*WHAT YOU SHOULD DO*: Retype everything from the start of the records down to the line that contains "positive clicks: (1106, 480)", including both ends.

Saved data entries:

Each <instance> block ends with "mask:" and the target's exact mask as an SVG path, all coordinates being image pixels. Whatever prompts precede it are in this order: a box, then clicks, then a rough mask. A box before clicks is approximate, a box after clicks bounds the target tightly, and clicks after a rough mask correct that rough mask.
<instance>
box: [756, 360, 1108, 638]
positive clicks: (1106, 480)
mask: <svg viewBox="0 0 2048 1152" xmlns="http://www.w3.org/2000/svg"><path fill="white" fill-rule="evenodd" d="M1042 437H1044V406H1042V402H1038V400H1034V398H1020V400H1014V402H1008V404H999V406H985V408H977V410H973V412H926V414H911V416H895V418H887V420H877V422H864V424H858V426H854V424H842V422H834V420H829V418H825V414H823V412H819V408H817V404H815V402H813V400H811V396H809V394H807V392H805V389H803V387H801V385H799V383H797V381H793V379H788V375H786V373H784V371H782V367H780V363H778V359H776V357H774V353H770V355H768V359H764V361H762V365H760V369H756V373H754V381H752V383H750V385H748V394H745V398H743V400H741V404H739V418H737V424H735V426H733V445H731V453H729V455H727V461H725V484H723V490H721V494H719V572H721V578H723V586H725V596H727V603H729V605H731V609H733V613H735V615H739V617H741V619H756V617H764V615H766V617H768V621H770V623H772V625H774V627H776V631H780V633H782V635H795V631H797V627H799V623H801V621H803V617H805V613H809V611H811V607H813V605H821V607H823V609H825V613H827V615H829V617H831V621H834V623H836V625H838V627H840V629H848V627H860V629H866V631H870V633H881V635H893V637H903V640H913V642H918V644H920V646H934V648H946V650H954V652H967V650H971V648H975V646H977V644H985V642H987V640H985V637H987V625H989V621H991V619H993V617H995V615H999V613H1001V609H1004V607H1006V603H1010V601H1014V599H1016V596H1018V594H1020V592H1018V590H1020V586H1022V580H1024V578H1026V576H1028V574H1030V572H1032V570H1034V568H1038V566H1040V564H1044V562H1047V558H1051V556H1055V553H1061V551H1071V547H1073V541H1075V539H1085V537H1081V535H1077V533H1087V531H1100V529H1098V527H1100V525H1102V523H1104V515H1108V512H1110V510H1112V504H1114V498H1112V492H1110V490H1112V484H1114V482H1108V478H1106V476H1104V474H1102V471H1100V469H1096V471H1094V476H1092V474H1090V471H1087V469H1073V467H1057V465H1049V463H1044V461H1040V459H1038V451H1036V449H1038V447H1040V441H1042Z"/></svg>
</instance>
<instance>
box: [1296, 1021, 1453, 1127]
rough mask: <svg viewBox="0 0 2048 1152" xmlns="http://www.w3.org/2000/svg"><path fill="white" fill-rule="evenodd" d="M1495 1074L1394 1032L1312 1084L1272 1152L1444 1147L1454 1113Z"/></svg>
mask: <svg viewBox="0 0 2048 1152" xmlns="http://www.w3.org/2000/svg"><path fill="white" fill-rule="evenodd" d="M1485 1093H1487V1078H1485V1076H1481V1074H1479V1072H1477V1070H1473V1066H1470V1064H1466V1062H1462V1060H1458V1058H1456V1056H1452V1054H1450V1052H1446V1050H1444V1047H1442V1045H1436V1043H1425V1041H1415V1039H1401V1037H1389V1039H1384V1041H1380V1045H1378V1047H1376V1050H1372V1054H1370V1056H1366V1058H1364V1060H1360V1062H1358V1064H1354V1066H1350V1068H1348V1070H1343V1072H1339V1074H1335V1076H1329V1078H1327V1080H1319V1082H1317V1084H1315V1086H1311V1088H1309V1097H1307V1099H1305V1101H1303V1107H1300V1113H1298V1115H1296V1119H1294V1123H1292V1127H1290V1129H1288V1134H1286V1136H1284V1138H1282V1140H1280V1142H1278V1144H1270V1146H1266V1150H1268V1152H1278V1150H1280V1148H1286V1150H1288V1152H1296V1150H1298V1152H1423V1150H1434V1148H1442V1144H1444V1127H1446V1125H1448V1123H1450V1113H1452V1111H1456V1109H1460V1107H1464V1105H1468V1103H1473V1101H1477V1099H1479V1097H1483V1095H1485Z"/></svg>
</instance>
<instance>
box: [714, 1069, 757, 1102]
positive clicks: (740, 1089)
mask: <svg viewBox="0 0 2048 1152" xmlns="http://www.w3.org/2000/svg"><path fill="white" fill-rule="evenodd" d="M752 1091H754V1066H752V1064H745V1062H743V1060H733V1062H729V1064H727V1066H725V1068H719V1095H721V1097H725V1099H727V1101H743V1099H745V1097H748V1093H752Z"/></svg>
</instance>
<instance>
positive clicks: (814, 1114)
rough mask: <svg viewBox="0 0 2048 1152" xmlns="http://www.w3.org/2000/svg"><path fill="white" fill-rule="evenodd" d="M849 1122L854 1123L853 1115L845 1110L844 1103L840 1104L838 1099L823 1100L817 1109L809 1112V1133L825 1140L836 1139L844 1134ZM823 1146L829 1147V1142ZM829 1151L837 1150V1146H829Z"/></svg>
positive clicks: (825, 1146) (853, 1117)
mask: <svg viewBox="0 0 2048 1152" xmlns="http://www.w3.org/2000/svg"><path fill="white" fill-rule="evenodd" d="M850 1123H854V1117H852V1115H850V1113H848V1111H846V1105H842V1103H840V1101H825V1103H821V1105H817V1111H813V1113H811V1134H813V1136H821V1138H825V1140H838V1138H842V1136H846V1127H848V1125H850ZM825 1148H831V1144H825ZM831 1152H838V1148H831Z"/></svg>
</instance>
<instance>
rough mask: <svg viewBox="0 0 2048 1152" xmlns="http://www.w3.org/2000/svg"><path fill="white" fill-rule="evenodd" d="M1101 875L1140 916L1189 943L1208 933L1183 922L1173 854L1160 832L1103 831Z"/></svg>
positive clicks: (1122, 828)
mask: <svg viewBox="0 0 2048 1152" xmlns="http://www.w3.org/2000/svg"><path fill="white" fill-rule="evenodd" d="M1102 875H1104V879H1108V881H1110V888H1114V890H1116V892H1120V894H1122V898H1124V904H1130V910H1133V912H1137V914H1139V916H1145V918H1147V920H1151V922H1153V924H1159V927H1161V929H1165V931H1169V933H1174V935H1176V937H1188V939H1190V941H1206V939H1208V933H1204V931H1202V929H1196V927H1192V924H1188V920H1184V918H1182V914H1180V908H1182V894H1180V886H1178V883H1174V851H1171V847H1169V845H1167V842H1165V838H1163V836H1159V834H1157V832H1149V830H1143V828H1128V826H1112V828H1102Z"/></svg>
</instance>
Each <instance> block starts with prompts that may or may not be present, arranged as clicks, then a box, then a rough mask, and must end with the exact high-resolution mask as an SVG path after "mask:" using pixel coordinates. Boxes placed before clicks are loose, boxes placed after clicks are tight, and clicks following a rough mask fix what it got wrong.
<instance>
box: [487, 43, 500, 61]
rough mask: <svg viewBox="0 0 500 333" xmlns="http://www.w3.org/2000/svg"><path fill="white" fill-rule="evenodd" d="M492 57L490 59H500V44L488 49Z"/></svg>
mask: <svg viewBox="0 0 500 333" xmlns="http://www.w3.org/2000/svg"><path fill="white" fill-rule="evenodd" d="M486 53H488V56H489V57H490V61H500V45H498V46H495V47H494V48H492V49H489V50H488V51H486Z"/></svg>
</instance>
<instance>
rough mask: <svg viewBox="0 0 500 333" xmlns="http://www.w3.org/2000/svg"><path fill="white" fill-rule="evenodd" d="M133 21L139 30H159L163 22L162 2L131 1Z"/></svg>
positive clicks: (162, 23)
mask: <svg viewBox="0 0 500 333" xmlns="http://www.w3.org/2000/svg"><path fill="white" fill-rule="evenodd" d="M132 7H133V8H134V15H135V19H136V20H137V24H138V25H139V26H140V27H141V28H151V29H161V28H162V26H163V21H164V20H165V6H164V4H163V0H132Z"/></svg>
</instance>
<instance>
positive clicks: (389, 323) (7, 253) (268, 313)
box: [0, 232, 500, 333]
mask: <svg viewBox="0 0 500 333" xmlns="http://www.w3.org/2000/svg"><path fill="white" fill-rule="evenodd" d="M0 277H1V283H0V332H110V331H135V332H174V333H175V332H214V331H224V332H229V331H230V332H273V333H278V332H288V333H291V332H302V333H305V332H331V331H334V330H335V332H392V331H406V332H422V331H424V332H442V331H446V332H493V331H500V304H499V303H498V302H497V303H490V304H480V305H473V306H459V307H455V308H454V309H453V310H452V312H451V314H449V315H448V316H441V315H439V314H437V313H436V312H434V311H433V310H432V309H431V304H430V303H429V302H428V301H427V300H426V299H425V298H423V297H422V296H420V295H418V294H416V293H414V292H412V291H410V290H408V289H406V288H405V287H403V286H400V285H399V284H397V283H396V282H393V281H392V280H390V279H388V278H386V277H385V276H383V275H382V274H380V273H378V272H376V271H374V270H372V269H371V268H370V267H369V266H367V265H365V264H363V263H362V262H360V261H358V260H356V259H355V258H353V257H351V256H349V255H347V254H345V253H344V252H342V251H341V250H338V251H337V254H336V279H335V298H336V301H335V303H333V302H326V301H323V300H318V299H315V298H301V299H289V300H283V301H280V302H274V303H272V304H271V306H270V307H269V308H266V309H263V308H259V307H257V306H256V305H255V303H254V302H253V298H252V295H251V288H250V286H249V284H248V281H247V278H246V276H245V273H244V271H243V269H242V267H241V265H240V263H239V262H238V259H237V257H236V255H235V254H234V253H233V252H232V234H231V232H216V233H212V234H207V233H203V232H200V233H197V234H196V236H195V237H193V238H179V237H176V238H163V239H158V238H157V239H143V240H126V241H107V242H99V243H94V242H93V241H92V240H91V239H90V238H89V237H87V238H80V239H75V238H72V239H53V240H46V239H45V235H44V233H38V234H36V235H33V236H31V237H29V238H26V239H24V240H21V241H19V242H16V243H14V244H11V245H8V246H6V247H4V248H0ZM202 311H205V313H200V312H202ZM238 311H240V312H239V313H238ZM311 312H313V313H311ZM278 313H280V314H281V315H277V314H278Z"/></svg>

*SOLUTION*:
Each <instance> block ends with "mask:" and the target's exact mask as an SVG path, all coordinates being image pixels. Whatever prompts precede it are in this order: a box, then clicks, then a rough mask. A box before clicks is approximate, a box after clicks bounds the target tightly, and clicks after a rough mask correct that rough mask.
<instance>
box: [756, 360, 1108, 638]
positive clicks: (1106, 480)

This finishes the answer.